→ Named object pointing entries:
## Start
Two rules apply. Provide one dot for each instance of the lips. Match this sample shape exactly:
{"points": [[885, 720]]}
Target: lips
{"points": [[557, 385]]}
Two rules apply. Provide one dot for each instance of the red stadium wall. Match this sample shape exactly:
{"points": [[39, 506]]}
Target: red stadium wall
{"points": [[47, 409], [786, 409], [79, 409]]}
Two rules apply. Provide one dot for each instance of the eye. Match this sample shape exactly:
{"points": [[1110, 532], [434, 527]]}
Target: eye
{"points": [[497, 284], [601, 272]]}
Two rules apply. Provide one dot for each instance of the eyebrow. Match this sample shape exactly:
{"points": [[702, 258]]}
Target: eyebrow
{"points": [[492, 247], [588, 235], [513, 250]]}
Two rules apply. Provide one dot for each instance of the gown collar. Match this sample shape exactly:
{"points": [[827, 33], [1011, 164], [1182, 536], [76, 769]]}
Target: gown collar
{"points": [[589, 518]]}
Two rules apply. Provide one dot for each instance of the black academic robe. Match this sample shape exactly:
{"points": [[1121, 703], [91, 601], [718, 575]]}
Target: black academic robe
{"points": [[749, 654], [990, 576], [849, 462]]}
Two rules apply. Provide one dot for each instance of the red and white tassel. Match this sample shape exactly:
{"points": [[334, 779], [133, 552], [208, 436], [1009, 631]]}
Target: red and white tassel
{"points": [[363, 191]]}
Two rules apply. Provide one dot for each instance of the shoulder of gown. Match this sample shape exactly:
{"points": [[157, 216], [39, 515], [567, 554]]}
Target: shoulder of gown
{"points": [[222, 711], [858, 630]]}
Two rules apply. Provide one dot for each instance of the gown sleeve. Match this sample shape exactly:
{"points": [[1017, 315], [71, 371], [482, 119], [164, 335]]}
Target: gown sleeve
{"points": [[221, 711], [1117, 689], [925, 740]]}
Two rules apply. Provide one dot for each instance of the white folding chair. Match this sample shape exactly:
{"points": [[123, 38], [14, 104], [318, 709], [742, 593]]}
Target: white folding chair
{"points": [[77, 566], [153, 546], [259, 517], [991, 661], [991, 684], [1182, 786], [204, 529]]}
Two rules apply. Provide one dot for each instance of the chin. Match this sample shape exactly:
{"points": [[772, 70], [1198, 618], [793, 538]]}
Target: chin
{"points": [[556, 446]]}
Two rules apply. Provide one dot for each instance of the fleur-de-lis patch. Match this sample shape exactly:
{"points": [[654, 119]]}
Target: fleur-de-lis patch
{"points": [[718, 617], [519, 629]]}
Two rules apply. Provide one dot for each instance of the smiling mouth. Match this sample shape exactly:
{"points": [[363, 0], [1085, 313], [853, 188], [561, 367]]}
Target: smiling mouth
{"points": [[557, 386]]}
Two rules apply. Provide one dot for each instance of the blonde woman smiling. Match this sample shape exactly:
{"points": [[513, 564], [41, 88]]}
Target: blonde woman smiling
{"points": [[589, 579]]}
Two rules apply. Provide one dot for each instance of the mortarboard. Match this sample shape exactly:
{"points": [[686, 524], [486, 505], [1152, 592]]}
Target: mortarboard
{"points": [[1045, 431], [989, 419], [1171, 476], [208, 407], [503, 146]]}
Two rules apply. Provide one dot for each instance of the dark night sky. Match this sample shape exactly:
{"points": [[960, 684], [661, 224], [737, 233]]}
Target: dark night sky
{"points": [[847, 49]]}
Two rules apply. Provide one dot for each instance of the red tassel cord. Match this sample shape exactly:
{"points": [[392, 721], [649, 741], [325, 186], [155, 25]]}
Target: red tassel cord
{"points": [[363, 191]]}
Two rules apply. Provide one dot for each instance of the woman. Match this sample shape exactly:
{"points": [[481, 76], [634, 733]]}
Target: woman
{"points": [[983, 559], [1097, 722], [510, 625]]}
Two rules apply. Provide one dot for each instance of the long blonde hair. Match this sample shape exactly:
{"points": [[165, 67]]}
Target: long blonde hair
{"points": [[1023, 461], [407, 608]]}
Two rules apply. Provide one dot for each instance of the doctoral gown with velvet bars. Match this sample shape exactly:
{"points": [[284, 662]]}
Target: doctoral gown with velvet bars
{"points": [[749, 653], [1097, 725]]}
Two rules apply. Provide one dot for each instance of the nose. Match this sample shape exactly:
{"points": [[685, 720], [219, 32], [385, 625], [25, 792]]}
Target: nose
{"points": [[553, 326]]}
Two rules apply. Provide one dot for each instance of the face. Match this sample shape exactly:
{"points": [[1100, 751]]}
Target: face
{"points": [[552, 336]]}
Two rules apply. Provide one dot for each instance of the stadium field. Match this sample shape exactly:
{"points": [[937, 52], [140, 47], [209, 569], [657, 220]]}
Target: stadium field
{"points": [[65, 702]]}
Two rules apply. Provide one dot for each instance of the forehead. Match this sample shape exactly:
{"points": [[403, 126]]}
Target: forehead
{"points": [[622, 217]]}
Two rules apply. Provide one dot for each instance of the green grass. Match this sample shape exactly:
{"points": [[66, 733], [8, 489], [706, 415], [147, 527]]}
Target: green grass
## End
Retype all of the entries precisely as they are.

→ FINISHED ANSWER:
Two rules apply. Provide one dot for each instance of the lips. Match this sample shape exactly:
{"points": [[885, 720]]}
Target: lips
{"points": [[557, 385]]}
Two rules apply. Provide one dot for each instance of the red stadium wall. Match this sample shape exactly:
{"points": [[39, 506]]}
Target: red stadium wall
{"points": [[47, 409], [786, 409], [79, 409]]}
Two rules apply. Provide one dot for each instance of the eye. Match this sample shape exactly:
{"points": [[1110, 532], [434, 527]]}
Target: eye
{"points": [[497, 284], [601, 272]]}
Two rules apply. Provide one dot for each instance of the eyebrow. Match this sample shape exactly:
{"points": [[702, 258]]}
Target: eyebrow
{"points": [[492, 247], [588, 235], [513, 250]]}
Two rules apply. Provide one dot for each instance of the gown collar. Match this sample shape exactly:
{"points": [[827, 33], [1011, 164], [1182, 536], [76, 769]]}
Target: gown collar
{"points": [[589, 518]]}
Two rules apply. Provide one dot for each instance of the black academic robe. Match this sample shape exactly:
{"points": [[1121, 703], [91, 601], [718, 575]]}
Target: black academic robe
{"points": [[749, 654], [990, 576], [849, 462]]}
Two rules apply. Provide one dot for each instance of the red and white tassel. Match this sample shape exactly:
{"points": [[334, 779], [133, 552], [208, 436], [1009, 631]]}
Target: red and white tassel
{"points": [[363, 191]]}
Two rules apply. Provide one dot for each instance of the shoulder of gown. Match this sample shape exactly:
{"points": [[157, 216], [39, 515], [567, 554]]}
Target: shoulder of gown
{"points": [[222, 711], [858, 630]]}
Two rules apply. Provide one dot for each instance of the gown sleeve. Match this sample shape exactly:
{"points": [[1017, 315], [71, 371], [482, 119], [164, 335]]}
Target: gown sleeve
{"points": [[221, 711], [1117, 689], [925, 740]]}
Two rules apply. Provide one dot for each instance of the white folding chair. Match this sample shape exactly:
{"points": [[123, 38], [14, 104], [318, 709], [742, 593]]}
Target: white folding chair
{"points": [[77, 566], [153, 546], [259, 517], [991, 661], [991, 684], [1182, 786], [204, 529]]}
Two rules apply. Provide one dot for each instance of the chin. Match this sample shape exactly:
{"points": [[772, 70], [1198, 618], [793, 538]]}
Target: chin
{"points": [[556, 446]]}
Two rules apply. Provide one dot for each instance of the fleur-de-lis patch. Match this sample shape exactly:
{"points": [[654, 119]]}
Target: fleur-de-lis patch
{"points": [[718, 617], [519, 629]]}
Two rules apply. Provide one dot for each instance of the smiling mouth. Match this sample shape exactly:
{"points": [[363, 0], [1085, 313], [853, 188], [561, 367]]}
Target: smiling mouth
{"points": [[557, 386]]}
Two rules apply. Provide one dot for each instance of the blonde woman smiling. Match this sample shape exactly:
{"points": [[513, 564], [41, 88]]}
Target: blonde woman smiling
{"points": [[589, 579]]}
Two rules apply. Provide one dot for each instance of the mortarboard. Match this sample shape exactly:
{"points": [[686, 524], [486, 505], [1152, 592]]}
Target: mortarboard
{"points": [[1045, 431], [989, 419], [1171, 476], [208, 407], [503, 146]]}
Two rules apply. Provide one dot for each instance of the dark night sky. Match this sample shape exactly:
{"points": [[960, 684], [661, 224], [737, 233]]}
Target: dark night sky
{"points": [[847, 49]]}
Two rules apply. Provide one dot for each instance of the red tassel cord. Match this sample shape exactly:
{"points": [[392, 721], [649, 741], [325, 186], [155, 25]]}
Target: red tassel cord
{"points": [[363, 191]]}
Two rules apply. Provide one dot for each instance of the woman. Match this sample shape exactly:
{"points": [[481, 76], [634, 733]]}
Target: woman
{"points": [[983, 559], [1097, 722], [510, 625]]}
Two rules apply. Provide one dot for each instance of the long blonde hair. Match this sample shape exactly:
{"points": [[165, 67]]}
Target: long blonde hair
{"points": [[1023, 461], [407, 608]]}
Two rules apply. Provide one dot for each instance of the doctoral gown with velvet bars. Match this sample shape exactly:
{"points": [[284, 662]]}
Target: doctoral gown with velvet bars
{"points": [[749, 653], [1097, 725]]}
Two rules apply. Provide one dot for each instance of the nose. Match this sample shape exactly:
{"points": [[685, 720], [219, 32], [385, 625], [25, 792]]}
Target: nose
{"points": [[553, 326]]}
Two rules apply. Provide one dot for each instance of the face. Match this sample shape exactly:
{"points": [[1100, 751]]}
Target: face
{"points": [[552, 336]]}
Two rules apply. Provide one dot for each instance of the stadium field. Match this sample shape exactly:
{"points": [[937, 52], [140, 47], [209, 569], [657, 220]]}
Target: stadium field
{"points": [[65, 702]]}
Two rules apply. Provide one dot for each instance of the forehead. Match this sample shape exactly:
{"points": [[403, 126]]}
Target: forehead
{"points": [[622, 217]]}
Two rules apply. Provide one dot for each instance of the green grass. Match this sample shape exactly:
{"points": [[66, 733], [8, 489], [706, 415], [147, 527]]}
Target: green grass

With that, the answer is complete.